--- Exercise requirements ---
Could you give the records below again exactly as they stand?

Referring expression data
'''

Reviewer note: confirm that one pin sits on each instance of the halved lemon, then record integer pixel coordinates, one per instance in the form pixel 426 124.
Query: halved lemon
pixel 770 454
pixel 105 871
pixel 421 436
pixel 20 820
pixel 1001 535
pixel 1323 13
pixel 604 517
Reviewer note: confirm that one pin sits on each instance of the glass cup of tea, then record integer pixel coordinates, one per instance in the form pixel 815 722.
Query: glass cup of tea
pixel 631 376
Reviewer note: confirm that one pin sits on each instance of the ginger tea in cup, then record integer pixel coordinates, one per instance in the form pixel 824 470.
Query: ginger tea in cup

'''

--- Exercise solution ---
Reviewer note: confirm that one pin sits on each instance of the halved lemon, then record integer pixel coordinates, one per instance in the form pixel 426 124.
Query: halved lemon
pixel 770 454
pixel 105 871
pixel 421 436
pixel 20 820
pixel 1001 535
pixel 1323 13
pixel 604 517
Reviewer note: confirm that one pin sits on each instance of the glass cup of tea, then record integer pixel coordinates, one per instance in the form pixel 815 722.
Query: glass cup of tea
pixel 631 376
Reviewer note: confirm that one pin sits on each instance of the ginger tea in cup, then record integer pixel coordinates, one per instance in the form pixel 824 470.
Query: ginger tea in cup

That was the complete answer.